Chapter 13 Summary
Toward More Effective Implementation of Evidence-Based Practice: Relational and Contextual Considerations
Priscilla A. Arling - Butler University
Rebekah L. Fox - Texas State University
Bradley N. Doebbeling - Indiana University School of Medicine
This chapter is not very good. It provides the general platitudes about what is wrong with the healthcare system, and then provides some very wishy washy high level concepts on how evidence-based practice can be implemented better.
I would have preferred to read case studies about how evidence-based practice has been implemented rapidly and scaled. What are the social / cultural / and technologic considerations that made that a success. I’d also like to have read about electronic medical records that do evidence-based practice reminders well. To conclude, some case studies outside of healthcare where research innovations make it quickly to the factory / shop / or field would have been a good comparison.
1. Evidence Based Practice
The chapter opens with the standard concerns.
The numbers show the United States is missing the mark. Around half of patients receive necessary care, and under half of physicians use “recommended processes of care” (whatever that means).
An example of systems failures: in America those with HTN 70% are diagnosed, 60% are treated, and 30% are controlled.
“It is estimated that 30-40% of healthcare expenditures, or $600 billion, is spent annually on costs associated with ''overuse, underuse, misuse, duplication, system failures, unnecessary repetition, poor communication and inefficiency” (Ried et al., 2005 pp3-4)”

○ ○ ○

TASK LIST:
**A)** Extract the passage of the chapter summary from "I would have" up to and including "30% are controlled.", word for word.
**B)** In the chapter summary, list every source of cost named in the quoted 30-40% estimate of healthcare expenditures.
**C)** Write the next few sentences of the chapter summary on evidence-based practice, following on from its last sentence.

DATA LISTING:
○ ○ ○

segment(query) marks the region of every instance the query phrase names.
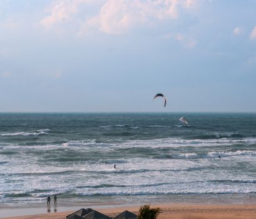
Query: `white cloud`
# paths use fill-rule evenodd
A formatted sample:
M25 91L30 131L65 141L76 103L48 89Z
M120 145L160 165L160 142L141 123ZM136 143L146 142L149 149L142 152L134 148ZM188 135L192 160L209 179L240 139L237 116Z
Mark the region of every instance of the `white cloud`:
M43 19L40 23L46 28L54 24L66 23L73 19L74 14L77 13L81 4L91 0L63 0L58 1L52 6L50 15Z
M233 30L233 33L235 35L239 35L242 32L241 28L239 27L236 27Z
M180 10L193 8L195 1L101 0L100 4L93 0L59 1L41 24L49 28L54 24L73 21L79 24L79 34L86 34L93 29L118 34L138 25L151 25L155 21L177 19ZM97 4L96 13L84 19L76 17L79 13L83 14L81 6L89 2Z
M256 39L256 26L254 27L252 31L250 38L251 39Z

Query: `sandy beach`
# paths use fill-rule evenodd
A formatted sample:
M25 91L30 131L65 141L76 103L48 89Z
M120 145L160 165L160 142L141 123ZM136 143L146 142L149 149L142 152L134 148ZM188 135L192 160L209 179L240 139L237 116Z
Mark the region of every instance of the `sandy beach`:
M161 204L151 205L159 206L162 209L159 219L235 219L256 218L256 205L177 205ZM125 210L137 213L140 206L116 207L110 208L95 208L95 210L108 216L115 216ZM18 209L14 210L18 211ZM66 216L73 211L49 213L29 216L2 218L3 219L64 219Z

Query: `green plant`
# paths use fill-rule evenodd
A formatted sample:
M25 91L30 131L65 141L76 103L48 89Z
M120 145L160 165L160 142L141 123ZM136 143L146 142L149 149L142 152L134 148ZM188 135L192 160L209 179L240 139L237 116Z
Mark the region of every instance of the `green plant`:
M138 219L156 219L161 212L160 208L151 208L145 205L140 208Z

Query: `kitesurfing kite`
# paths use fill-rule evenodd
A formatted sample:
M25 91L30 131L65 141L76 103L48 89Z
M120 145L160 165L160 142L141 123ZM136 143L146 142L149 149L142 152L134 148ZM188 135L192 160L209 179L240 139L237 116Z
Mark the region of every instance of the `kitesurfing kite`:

○ ○ ○

ANSWERS FOR EACH ITEM:
**A)**
I would have preferred to read case studies about how evidence-based practice has been implemented rapidly and scaled. What are the social / cultural / and technologic considerations that made that a success. I’d also like to have read about electronic medical records that do evidence-based practice reminders well. To conclude, some case studies outside of healthcare where research innovations make it quickly to the factory / shop / or field would have been a good comparison.
1. Evidence Based Practice
The chapter opens with the standard concerns.
The numbers show the United States is missing the mark. Around half of patients receive necessary care, and under half of physicians use “recommended processes of care” (whatever that means).
An example of systems failures: in America those with HTN 70% are diagnosed, 60% are treated, and 30% are controlled.

**B)**
- overuse
- underuse
- misuse
- duplication
- system failures
- unnecessary repetition
- poor communication
- inefficiency

**C)**
Fragmentation among different clinical settings (what I’ll call horizontal), and lack of communication between the multiple levels of care around the patient (what I’ll call vertical). All of these horizontal and vertical layers do not coordinate or interact and work to create a 3-Dimentional ball of chaos.
The chapter notes the PARiHS framework relies on integration of:
Evidence: research evidence, clinical experience, patient preferences, routine data
Context (of place evidence is implemented): culture, leadership, and evaluation
Facilitation: what is to change people’s attitudes and behaviours based on the evidence and context
2. Social Capital Theory
Text defines social capital as
Obligations, expectations, and trustworthiness: people trust each other when they do things for each other, and that it will eventually be reciprocated
Norms and Sanctions
2a. Social Network Aanlysis (NSA)
Social Network Analysis is the mapping of people in an organization and their relationship to each other. Each person is a node, and their relationship a line. Some people may end up having thicker lines as they are connected to many people.
Information may disseminate through networks that have higher density (more connections). Some nodes/people are ‘influencers’ and making them the disseminators of new evidenced based practices may help increase the transmission of data through the network.
2b. Communities of Practice (CoPs)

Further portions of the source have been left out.